Work required:
Extract the final stretch of the data: the line that contains "In the photograph above, where can the white stucco" and every line after it, unaltered, and no other lines.

# START OF Stored records

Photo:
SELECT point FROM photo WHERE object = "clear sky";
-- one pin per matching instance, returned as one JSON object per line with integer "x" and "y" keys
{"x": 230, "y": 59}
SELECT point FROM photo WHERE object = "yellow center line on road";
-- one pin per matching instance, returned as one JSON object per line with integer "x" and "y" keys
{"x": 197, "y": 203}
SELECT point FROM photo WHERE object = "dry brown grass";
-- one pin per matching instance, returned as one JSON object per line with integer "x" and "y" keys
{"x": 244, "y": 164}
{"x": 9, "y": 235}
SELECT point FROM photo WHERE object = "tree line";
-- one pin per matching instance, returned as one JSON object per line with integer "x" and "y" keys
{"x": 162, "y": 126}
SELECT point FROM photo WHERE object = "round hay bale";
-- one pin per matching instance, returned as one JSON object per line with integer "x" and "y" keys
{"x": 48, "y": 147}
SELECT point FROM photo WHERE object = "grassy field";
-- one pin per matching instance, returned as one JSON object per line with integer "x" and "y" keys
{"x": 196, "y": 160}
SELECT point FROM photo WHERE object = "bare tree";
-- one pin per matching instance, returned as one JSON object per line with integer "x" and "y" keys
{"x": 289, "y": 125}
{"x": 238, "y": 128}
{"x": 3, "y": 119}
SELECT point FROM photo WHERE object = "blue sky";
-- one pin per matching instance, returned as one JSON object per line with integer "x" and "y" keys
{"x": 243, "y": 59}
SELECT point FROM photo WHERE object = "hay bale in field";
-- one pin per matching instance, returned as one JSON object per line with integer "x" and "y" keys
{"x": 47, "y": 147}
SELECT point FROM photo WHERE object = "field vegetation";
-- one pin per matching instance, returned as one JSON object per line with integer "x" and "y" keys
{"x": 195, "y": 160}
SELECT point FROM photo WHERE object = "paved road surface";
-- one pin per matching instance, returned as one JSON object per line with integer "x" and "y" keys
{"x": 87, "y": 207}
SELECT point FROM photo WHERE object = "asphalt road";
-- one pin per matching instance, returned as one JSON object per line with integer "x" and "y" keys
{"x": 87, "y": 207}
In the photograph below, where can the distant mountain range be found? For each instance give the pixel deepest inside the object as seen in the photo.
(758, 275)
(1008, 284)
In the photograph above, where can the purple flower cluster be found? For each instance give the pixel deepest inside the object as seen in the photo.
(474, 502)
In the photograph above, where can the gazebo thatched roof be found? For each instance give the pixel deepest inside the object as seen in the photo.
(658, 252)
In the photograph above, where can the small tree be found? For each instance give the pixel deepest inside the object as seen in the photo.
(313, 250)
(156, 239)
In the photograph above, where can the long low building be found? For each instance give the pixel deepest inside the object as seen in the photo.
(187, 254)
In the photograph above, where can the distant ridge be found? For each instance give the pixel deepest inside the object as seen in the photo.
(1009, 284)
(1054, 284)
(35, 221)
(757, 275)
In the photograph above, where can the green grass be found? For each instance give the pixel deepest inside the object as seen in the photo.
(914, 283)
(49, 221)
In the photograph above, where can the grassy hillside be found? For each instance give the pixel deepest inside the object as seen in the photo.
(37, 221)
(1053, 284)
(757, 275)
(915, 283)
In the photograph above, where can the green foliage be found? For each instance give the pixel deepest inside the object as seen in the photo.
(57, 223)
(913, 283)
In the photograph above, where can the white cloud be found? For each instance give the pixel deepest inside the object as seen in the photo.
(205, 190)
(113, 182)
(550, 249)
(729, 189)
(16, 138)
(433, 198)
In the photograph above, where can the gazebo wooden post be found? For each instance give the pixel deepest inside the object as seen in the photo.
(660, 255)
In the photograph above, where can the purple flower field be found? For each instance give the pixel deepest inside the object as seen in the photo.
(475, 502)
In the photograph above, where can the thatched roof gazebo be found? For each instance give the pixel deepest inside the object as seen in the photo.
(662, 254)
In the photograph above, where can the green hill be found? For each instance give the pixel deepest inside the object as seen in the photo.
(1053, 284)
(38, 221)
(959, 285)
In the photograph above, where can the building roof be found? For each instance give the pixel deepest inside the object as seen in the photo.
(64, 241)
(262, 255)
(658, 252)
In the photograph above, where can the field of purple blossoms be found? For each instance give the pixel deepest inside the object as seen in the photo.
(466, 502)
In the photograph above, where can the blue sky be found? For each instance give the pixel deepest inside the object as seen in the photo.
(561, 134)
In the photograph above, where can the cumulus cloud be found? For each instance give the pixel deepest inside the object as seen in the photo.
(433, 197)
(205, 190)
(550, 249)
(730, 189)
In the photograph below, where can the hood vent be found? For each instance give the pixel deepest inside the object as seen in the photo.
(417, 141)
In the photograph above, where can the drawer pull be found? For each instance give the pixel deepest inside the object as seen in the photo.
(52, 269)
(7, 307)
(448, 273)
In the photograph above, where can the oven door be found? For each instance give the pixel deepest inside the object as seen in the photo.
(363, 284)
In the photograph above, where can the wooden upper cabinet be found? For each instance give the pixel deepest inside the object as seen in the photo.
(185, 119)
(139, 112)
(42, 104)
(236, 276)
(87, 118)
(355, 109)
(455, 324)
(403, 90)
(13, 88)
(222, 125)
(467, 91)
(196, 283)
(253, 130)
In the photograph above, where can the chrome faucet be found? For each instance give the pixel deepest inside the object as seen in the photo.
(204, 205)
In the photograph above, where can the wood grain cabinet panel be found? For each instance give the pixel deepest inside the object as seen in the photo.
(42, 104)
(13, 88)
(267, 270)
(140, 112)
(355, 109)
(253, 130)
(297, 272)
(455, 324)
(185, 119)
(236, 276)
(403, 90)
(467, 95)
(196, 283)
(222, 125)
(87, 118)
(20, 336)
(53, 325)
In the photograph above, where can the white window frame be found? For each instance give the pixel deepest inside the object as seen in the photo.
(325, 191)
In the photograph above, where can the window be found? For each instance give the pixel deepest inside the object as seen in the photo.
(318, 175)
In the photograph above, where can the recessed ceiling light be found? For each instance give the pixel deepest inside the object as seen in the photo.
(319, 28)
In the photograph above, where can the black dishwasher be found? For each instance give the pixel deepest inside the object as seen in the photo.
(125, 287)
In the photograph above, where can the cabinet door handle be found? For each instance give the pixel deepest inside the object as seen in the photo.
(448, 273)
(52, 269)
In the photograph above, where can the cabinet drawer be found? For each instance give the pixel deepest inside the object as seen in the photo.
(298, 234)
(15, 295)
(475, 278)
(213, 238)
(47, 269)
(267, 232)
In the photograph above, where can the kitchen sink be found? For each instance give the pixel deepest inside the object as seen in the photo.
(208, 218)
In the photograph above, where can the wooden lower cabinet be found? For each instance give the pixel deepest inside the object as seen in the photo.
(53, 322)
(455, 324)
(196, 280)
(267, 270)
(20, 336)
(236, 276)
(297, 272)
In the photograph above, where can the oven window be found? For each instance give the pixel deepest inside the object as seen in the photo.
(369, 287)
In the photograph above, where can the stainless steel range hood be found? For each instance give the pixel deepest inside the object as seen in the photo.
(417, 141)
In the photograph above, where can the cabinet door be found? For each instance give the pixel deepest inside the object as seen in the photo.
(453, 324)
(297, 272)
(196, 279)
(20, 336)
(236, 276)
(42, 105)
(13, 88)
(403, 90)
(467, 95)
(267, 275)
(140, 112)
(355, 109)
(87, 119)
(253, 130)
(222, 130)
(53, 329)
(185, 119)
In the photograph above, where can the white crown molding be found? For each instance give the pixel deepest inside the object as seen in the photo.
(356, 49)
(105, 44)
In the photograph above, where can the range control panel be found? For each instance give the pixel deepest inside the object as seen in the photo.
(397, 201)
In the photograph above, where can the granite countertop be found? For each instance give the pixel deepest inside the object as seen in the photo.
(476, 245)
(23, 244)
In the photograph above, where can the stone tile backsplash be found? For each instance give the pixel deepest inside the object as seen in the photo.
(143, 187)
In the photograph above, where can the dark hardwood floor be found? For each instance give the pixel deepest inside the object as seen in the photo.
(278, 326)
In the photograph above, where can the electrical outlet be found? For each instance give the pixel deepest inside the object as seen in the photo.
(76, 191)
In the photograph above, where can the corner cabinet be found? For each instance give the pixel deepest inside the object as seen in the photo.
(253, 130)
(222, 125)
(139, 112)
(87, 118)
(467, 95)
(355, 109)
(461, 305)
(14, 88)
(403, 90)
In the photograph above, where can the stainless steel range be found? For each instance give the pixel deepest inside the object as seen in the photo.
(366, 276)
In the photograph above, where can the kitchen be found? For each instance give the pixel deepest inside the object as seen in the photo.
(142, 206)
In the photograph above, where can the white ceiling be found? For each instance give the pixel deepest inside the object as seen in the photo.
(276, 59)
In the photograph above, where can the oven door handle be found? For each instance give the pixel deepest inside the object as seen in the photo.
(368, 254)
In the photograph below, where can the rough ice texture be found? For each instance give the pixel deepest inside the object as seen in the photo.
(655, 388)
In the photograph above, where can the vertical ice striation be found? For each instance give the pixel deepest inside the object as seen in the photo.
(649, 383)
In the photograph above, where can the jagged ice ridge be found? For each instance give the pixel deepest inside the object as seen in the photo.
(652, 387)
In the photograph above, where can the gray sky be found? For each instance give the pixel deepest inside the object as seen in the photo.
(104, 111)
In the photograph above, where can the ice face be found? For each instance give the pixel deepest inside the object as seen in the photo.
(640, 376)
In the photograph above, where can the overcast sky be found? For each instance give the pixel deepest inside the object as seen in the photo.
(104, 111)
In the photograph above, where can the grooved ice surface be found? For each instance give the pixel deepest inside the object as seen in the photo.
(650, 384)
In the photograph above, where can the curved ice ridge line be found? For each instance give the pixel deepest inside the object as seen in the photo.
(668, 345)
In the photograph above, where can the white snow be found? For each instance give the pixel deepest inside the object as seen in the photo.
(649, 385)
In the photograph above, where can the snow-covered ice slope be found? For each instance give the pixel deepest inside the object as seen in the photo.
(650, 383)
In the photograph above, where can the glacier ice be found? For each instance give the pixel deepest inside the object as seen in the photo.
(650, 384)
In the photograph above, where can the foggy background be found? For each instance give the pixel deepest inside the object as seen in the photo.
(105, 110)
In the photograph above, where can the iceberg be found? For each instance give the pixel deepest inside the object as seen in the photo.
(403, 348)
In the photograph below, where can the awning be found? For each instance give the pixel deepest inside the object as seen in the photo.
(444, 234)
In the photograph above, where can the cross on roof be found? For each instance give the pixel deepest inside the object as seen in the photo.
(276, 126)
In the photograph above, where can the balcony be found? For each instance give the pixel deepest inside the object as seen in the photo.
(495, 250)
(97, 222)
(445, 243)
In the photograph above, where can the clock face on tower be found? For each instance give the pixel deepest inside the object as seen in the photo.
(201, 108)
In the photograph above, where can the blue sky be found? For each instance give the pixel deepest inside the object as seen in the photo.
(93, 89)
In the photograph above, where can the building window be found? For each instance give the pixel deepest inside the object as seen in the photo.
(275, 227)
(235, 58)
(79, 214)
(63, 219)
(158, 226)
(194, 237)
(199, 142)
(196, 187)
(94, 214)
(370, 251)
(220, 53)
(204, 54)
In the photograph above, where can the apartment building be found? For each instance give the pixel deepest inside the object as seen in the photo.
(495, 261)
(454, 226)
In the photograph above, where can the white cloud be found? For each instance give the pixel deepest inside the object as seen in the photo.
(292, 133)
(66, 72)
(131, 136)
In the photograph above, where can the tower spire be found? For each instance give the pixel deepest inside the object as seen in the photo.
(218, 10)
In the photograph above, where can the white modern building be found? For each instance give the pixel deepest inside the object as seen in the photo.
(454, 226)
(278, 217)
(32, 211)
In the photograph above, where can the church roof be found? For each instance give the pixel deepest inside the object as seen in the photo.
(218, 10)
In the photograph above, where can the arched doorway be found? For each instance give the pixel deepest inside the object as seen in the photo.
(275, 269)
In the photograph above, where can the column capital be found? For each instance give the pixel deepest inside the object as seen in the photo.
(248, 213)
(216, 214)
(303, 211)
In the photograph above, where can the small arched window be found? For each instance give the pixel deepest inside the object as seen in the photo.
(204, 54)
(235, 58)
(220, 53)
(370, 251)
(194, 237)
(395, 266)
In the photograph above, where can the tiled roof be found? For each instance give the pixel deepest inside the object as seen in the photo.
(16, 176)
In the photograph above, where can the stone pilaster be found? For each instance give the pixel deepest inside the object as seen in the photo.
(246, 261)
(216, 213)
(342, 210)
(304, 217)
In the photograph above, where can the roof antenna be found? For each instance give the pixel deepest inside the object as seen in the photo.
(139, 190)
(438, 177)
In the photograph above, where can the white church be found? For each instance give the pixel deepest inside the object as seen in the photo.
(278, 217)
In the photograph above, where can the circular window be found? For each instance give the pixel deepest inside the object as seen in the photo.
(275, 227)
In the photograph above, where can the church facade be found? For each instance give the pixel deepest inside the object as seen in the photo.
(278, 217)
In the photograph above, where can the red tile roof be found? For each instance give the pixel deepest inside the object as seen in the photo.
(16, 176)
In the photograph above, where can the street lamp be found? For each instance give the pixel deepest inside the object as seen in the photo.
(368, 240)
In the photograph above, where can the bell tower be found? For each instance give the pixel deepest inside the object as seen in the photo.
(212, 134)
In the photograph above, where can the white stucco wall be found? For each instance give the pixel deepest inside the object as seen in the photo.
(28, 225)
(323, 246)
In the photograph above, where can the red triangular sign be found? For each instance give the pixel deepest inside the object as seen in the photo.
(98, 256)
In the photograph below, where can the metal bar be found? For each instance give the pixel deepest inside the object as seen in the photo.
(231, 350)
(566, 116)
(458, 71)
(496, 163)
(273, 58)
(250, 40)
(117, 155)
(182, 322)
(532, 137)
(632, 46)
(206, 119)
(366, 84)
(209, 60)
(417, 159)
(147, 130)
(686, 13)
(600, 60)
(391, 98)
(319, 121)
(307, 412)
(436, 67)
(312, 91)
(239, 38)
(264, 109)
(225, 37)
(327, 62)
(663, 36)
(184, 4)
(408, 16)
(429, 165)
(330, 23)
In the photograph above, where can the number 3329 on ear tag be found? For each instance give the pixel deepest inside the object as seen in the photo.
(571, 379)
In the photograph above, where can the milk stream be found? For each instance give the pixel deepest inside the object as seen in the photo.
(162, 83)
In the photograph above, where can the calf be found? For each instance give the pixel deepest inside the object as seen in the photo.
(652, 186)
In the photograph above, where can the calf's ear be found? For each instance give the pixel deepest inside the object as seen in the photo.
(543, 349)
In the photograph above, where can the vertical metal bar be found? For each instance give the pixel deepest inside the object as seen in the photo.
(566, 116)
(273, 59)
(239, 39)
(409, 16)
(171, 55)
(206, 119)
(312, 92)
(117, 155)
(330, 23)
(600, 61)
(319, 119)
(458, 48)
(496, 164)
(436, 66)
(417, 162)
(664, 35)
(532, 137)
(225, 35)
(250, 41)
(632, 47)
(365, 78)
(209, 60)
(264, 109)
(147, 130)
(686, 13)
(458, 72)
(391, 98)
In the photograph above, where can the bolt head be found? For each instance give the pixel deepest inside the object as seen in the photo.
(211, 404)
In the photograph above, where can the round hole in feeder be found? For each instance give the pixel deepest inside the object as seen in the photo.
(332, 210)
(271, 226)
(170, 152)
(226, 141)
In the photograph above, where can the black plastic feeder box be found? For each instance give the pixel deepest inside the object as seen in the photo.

# END OF Stored records

Task response:
In the photograph above, where can the white stucco wall be found? For each instance give the pixel deepest inside the object as seen in the photo.
(28, 225)
(323, 246)
In the photograph above, where can the red triangular sign be found? For each instance give the pixel deepest inside the object as seen in the photo.
(98, 256)
In the photograph below, where can the metal bar be found? For each instance give the pixel deepest inside the object as seen in the photo.
(231, 350)
(566, 116)
(458, 71)
(496, 163)
(273, 58)
(250, 40)
(117, 155)
(182, 322)
(532, 137)
(632, 46)
(206, 119)
(366, 84)
(209, 60)
(417, 159)
(147, 130)
(686, 13)
(600, 60)
(391, 98)
(319, 121)
(307, 412)
(436, 67)
(312, 91)
(239, 38)
(264, 109)
(225, 37)
(327, 62)
(663, 36)
(184, 4)
(408, 16)
(429, 165)
(330, 23)
In the photograph above, where can the number 3329 on ear tag be found? For each instance give the pixel deepest inside the object as seen in the photo.
(571, 379)
In the photograph above, where can the milk stream be found? For each instance give the pixel deepest inside the object as seen in the photo.
(162, 83)
In the photograph above, where can the calf be found? For each instance give the pixel deepest inside the object as seen in the photo.
(652, 186)
In the photograph above, where can the calf's ear be found? For each instance give the pixel deepest inside the object as seen in the photo.
(543, 349)
In the photograph above, where can the vertical metal bar be found? For each instance give the pixel deepest inside the object as seen in the photo.
(566, 116)
(273, 59)
(239, 39)
(409, 16)
(171, 55)
(206, 119)
(312, 92)
(117, 155)
(330, 23)
(600, 61)
(319, 119)
(458, 48)
(496, 164)
(436, 66)
(417, 162)
(664, 35)
(532, 137)
(225, 35)
(250, 41)
(632, 47)
(365, 78)
(209, 60)
(264, 109)
(147, 130)
(686, 13)
(458, 72)
(391, 98)
In the photograph above, where can the bolt head be found? For each instance give the pixel deepest inside the object as seen in the photo.
(211, 404)
In the photograph above, where can the round hole in feeder be found? For each instance give the pixel deepest inside the object as seen in the photo.
(332, 210)
(271, 226)
(170, 152)
(226, 141)
In the photograph above, where can the black plastic feeder box be found? For each instance give the pixel deepest inside the object as seen in the photo.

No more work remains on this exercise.